_Ausgewählter Text:_
***
Bei lauterkeitsrechtlichen Bestimmungen findet sich unter anderem ein Gebot zur Wahrheit beziehungsweise Richtigkeit, nämlich dass eine Information richtig sein muss. Dieses und weitere Gebote dienen der Transparenz innerhalb der kommerziellen Kommunikation. Solche Grundsätze kann man auch auf den Bereich der Medien anwenden, da diesen eine gewisse Allgemeingültigkeit zukommt. Ebenso gilt das für die Kriterien der Kennzeichnung und Erkennbarkeit.
Medienkompetenz ist auch ein Schutz
Forderungen nach mehr Transparenz und damit Erkennbarkeit von falschen Informationen jeder Art sind nicht neu. Seit Jahrzehnten werden Massnahmen für den Umgang mit Medien entwickelt. Allerdings ist deren Wirkung vergleichsweise gering. Denn Kennzeichnungen erlangen im Allgemeinen keine grosse Wirkung bei der Wahrnehmung von Inhalten – sofern die Kennzeichnung selbst überhaupt wahrgenommen wird. Oder, noch bedenklicher: verstanden wird.
Medienkompetenz schützt primär den Medienkonsumenten. Wer über sie verfügt, kann Medieninhalte besser verstehen und kritisch bewerten. Das Anforderungsprofil dafür lässt sich aus dem anerkannten Konsumentenleitbild herleiten, wonach vom durchschnittlich informierten, aufmerksamen und verständigen Durchschnittskonsumenten auszugehen ist.
Das Kriterium der Informiertheit verlangt bestimmte Kenntnisse, um Medieninhalte adäquat nutzen zu können. Bedingung ist somit ein entsprechendes Vorwissen. Die Fähigkeit zum Verstehen und kritischen Bewerten von Medieninhalten wiederum bedingt Aufmerksamkeit. Das dritte Kriterium verweist auf die Fähigkeit zur formalen Erkennung des (deklarierten) Inhalts.
Dieses Anforderungsprofil ist zugegebenermassen anspruchsvoll. Dass dieses nicht hinreichend erfüllt wird, ist unbestritten. Die Medienkompetenz ist ernüchternd.
Informationen als Erzählung sehen
Wie könnte sich der adäquate Umgang mit Falschinformationen also verbessern? Medienkonsumenten sollten zu ihrem Vorteil erst einmal davon ausgehen, dass die vermittelten Inhalte unrichtig sind – zumindest solange sie keine gesicherte Kenntnis über die Richtigkeit der Angaben haben. Nach diesem Ansatz würde man immer zuerst eine Unrichtigkeit vermuten. Der Vertrauensvorschuss würde abgelöst von einem Misstrauensvorschuss.
Die Unrichtigkeitsvermutung wäre bei Beiträgen in sozialen Netzwerken und besonders bei durch generische Sprachsysteme gelieferten Inhalten angebracht. Selbst bei traditionellen Medien wäre eine erhöhte Aufmerksamkeit der bisherigen Rezeption gegenüber nicht abträglich. Bei «Fake-Fotos» hiesse dies: Man darf vermuten, dass die Bilder nicht der Realität entsprechen. Eine «gesunde» Skepsis, welcher der gesunde Menschenverstand zugrunde liegt, ist für eine gebotene Vorsicht hilfreich.
***
_Bereitgestellte Datensätze:_
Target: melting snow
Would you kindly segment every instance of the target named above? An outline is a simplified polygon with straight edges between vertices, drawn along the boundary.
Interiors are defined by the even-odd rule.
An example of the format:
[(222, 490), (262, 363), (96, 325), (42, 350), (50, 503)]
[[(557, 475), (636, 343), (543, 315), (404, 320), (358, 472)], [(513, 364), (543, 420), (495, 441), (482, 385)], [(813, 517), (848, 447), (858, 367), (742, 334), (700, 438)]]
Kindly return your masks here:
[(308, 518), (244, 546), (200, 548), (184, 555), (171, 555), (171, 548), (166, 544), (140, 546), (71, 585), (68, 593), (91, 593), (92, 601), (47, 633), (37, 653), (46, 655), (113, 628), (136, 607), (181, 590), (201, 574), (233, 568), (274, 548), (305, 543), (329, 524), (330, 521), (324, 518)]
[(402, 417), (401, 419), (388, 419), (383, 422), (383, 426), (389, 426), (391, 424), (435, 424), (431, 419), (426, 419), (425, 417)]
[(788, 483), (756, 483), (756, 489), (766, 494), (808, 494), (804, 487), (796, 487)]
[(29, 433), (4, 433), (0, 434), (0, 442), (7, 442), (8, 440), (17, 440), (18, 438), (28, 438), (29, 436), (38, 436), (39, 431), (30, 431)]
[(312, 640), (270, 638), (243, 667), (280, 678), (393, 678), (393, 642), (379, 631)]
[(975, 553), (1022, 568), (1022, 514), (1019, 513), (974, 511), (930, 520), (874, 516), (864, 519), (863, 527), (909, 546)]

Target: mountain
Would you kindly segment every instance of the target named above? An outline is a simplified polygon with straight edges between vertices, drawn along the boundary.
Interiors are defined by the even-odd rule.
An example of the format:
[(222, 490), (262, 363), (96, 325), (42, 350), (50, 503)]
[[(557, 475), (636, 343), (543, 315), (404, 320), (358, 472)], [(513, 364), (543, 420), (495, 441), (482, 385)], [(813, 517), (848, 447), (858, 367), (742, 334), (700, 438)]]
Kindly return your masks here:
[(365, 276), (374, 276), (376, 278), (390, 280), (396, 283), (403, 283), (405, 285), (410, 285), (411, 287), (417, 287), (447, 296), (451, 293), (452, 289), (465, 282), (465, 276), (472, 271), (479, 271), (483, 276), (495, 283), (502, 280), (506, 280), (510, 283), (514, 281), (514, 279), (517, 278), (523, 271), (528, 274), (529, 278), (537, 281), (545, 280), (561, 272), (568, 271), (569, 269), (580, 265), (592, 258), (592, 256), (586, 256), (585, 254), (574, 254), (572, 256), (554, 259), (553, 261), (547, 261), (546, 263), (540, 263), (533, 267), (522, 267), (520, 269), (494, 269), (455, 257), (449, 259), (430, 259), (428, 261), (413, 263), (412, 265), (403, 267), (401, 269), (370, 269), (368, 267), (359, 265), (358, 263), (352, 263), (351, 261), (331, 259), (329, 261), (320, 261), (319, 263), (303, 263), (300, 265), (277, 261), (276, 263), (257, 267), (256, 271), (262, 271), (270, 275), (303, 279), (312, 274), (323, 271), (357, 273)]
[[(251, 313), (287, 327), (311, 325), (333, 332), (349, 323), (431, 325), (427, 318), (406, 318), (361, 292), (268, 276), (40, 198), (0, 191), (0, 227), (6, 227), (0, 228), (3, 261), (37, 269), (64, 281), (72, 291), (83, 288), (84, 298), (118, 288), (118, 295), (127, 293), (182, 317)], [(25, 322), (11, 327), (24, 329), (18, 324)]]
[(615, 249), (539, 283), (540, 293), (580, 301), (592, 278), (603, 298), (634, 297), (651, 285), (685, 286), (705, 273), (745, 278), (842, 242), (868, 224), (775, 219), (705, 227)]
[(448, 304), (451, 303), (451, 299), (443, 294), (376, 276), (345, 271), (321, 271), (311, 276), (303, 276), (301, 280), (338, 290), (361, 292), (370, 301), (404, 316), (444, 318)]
***
_Anweisungen:_
1) Beantworte diese Fragen zum Text zur Medienkompetenz:
(a) Welchem Zweck dienen das Gebot zur Wahrheit und weitere Gebote?
(b) Von welchem Durchschnittskonsumenten ist nach dem anerkannten Konsumentenleitbild auszugehen?
(c) Wovon sollten Medienkonsumenten zunächst ausgehen, solange sie keine gesicherte Kenntnis über die Richtigkeit der Angaben haben?
2) Gib den Abschnitt des Textes zur Medienkompetenz zwischen „Medienkompetenz ist auch“ und „bedenklicher: verstanden wird.“ wortgetreu wieder, beide Stellen eingeschlossen.
Die Datensätze haben mit dem Text zur Medienkompetenz nichts zu tun.

_Antworten je Aufgabe:_
1)
(a) Sie dienen der Transparenz innerhalb der kommerziellen Kommunikation.
(b) Vom durchschnittlich informierten, aufmerksamen und verständigen Durchschnittskonsumenten.
(c) Davon, dass die vermittelten Inhalte unrichtig sind.

2)
Medienkompetenz ist auch ein Schutz
Forderungen nach mehr Transparenz und damit Erkennbarkeit von falschen Informationen jeder Art sind nicht neu. Seit Jahrzehnten werden Massnahmen für den Umgang mit Medien entwickelt. Allerdings ist deren Wirkung vergleichsweise gering. Denn Kennzeichnungen erlangen im Allgemeinen keine grosse Wirkung bei der Wahrnehmung von Inhalten – sofern die Kennzeichnung selbst überhaupt wahrgenommen wird. Oder, noch bedenklicher: verstanden wird.